» REQUISITI:
1. Secondo il testo selezionato, quale corte ha pronunciato la sentenza del 25.11.05?
2. Per favore, riporta dal testo selezionato il passo che inizia con "Svolgimento del processo" e termina con "di sua proprietà.".

» TESTO SELEZIONATO:
▼▼▼

Alla moglie 2.500 euro non affidataria dei figli. La cessione della casa è atto gratuito non opponibile ai creditori.
Alla moglie 2.500 euro non affidataria dei figli. La cessione della casa è atto gratuito non opponibile ai creditori.
Corte di Cassazione, sez. I Civile, sentenza 28 novembre 2012- 10 aprile 2013, n. 8678
Presidente Plenteda – Relatore Cristiano

Svolgimento del processo

La Corte d'Appello di Torino, con sentenza del 25.11.05, ha accolto l'impugnazione proposta dal Fallimento della Costruzioni Ravarino s.a.s. di Ravarino Domenico e dal Fallimento personale di R.D. contro la sentenza del Tribunale di Vercelli che aveva respinto la domanda ex art. 64 l. fall., avanzata dall'appellante nei confronti di D..A. , moglie separata del socio illimitatamente responsabile della s.a.s., ed ha dichiarato inefficace nei confronti della massa dei creditori l'atto con il quale, in sede di separazione consensuale, omologata pochi mesi prima del fallimento, R. aveva attribuito alla moglie l'unico immobile di sua proprietà.

▲▲▲

[Righe per individuare oggetti indicati per nome]
▼▼▼

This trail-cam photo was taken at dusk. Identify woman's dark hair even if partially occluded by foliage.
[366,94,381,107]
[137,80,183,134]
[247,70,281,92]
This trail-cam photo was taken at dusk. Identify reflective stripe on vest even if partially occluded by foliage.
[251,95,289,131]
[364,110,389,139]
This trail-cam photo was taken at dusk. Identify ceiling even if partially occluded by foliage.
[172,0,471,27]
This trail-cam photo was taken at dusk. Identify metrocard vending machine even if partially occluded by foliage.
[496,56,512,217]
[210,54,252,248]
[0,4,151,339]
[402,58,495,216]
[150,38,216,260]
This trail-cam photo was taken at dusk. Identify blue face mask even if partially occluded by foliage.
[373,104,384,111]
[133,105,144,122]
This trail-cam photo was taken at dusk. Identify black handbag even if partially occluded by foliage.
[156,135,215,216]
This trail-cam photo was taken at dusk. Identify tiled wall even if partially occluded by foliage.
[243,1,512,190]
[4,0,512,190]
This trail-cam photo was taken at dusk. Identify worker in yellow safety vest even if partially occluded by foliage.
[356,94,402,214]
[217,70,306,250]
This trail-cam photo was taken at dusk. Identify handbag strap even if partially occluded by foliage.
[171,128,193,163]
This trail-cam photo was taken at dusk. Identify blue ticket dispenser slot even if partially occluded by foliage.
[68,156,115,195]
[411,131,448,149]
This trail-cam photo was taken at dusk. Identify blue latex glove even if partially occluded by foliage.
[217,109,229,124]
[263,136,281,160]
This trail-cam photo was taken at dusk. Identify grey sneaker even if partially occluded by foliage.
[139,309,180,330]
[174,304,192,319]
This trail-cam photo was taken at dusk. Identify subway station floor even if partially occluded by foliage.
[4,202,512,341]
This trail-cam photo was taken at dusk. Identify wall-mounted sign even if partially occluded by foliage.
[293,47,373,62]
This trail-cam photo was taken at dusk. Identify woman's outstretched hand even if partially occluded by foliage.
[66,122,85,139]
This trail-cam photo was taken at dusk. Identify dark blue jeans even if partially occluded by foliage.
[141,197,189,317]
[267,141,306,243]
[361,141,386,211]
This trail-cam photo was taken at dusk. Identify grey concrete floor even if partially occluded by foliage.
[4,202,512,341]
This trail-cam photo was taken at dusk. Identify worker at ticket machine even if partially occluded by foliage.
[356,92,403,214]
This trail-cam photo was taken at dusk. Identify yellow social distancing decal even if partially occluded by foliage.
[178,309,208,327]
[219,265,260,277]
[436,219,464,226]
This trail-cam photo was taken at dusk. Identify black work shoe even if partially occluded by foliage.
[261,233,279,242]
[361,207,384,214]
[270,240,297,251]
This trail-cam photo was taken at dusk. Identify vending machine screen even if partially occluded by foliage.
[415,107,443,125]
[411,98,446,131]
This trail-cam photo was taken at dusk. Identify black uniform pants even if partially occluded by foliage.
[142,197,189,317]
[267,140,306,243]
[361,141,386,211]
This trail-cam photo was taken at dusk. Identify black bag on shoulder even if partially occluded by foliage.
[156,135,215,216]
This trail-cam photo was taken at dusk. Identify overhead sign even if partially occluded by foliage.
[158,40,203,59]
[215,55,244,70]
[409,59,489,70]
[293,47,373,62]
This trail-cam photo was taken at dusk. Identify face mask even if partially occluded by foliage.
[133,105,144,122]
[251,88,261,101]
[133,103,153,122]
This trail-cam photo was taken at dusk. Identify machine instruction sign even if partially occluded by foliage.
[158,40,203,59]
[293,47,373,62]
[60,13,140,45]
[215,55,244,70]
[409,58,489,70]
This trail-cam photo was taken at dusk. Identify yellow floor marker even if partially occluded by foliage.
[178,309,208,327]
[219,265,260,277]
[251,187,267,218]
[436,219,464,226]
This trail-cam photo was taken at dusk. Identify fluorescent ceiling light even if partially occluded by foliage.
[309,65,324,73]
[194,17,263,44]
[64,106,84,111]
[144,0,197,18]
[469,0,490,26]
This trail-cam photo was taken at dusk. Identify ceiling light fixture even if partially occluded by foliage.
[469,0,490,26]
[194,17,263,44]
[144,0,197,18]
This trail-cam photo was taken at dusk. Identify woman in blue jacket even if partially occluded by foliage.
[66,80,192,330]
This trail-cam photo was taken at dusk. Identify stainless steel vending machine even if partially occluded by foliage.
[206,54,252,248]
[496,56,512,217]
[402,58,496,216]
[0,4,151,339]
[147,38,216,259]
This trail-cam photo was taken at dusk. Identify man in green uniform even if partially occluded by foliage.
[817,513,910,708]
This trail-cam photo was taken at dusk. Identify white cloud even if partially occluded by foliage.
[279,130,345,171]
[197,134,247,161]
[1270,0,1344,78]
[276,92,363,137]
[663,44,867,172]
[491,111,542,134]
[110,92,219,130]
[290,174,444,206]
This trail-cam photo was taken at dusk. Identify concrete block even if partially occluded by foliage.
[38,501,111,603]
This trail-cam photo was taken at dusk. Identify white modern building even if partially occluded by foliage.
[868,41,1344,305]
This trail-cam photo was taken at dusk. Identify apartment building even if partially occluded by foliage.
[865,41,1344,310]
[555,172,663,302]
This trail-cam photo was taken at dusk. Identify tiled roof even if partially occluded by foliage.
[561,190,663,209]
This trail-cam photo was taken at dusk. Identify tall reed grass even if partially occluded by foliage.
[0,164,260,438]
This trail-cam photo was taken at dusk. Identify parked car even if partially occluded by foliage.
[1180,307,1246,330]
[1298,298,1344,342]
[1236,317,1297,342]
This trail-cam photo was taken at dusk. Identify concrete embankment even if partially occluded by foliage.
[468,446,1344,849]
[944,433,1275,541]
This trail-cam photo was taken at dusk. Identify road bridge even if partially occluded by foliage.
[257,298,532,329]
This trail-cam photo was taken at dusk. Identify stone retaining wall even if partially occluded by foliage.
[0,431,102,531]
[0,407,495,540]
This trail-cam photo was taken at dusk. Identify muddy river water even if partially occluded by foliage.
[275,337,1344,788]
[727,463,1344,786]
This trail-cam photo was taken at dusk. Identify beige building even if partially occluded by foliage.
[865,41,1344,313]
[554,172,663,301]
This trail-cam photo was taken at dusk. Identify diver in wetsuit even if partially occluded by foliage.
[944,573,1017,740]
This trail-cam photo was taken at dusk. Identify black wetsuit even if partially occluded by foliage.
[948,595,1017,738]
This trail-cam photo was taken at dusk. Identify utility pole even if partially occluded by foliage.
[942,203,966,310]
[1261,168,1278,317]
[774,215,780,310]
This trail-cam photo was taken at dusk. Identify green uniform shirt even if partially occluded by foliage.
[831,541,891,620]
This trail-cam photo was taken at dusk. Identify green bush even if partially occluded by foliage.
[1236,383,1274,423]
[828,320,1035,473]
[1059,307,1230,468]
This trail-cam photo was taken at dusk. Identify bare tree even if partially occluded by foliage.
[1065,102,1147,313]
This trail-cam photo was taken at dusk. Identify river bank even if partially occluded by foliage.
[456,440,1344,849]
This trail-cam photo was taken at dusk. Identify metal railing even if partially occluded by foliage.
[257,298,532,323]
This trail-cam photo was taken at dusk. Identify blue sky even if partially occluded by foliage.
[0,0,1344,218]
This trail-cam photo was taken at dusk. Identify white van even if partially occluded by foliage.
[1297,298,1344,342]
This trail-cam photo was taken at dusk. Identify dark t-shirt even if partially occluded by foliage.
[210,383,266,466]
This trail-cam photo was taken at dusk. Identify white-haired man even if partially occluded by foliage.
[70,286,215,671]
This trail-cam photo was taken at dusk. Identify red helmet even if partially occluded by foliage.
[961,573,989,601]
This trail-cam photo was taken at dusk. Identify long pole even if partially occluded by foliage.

▲▲▲

» RISPOSTE SVOLTE:
1. La Corte d'Appello di Torino.

2.
Svolgimento del processo

La Corte d'Appello di Torino, con sentenza del 25.11.05, ha accolto l'impugnazione proposta dal Fallimento della Costruzioni Ravarino s.a.s. di Ravarino Domenico e dal Fallimento personale di R.D. contro la sentenza del Tribunale di Vercelli che aveva respinto la domanda ex art. 64 l. fall., avanzata dall'appellante nei confronti di D..A. , moglie separata del socio illimitatamente responsabile della s.a.s., ed ha dichiarato inefficace nei confronti della massa dei creditori l'atto con il quale, in sede di separazione consensuale, omologata pochi mesi prima del fallimento, R. aveva attribuito alla moglie l'unico immobile di sua proprietà.